- **Written task**: From the records below, copy word for word only the lines running from the line containing "Please tag the woman with" through the line containing "column 354, row 199", including both of those lines.
---- Records shown
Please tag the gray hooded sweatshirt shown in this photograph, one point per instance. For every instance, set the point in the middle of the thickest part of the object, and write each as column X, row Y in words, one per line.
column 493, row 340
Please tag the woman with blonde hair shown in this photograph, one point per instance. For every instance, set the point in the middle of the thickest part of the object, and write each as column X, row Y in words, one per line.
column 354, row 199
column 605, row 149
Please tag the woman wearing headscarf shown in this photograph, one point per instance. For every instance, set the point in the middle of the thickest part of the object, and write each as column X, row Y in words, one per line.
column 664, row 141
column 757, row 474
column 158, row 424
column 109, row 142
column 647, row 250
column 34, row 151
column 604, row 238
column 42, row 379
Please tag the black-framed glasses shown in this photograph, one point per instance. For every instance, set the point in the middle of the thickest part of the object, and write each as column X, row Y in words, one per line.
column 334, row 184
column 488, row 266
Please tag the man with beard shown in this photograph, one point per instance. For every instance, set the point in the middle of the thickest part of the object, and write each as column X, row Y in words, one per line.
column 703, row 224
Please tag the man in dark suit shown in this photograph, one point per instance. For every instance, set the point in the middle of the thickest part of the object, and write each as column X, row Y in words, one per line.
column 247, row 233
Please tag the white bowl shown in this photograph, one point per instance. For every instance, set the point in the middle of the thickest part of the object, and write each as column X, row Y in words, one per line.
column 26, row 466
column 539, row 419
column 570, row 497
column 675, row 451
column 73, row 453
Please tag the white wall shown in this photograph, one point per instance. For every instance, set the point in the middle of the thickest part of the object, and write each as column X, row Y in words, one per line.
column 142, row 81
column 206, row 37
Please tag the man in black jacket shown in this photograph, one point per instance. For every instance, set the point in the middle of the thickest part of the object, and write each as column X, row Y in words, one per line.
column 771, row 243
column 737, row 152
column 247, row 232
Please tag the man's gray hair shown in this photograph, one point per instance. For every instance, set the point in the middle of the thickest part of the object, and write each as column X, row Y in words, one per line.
--------
- **In response**:
Please tag the woman with blonde hair shown in this photograph, one point per instance. For every instance, set the point in the middle of the thickest part of the object, and write each as column X, row Y in words, one per line.
column 354, row 199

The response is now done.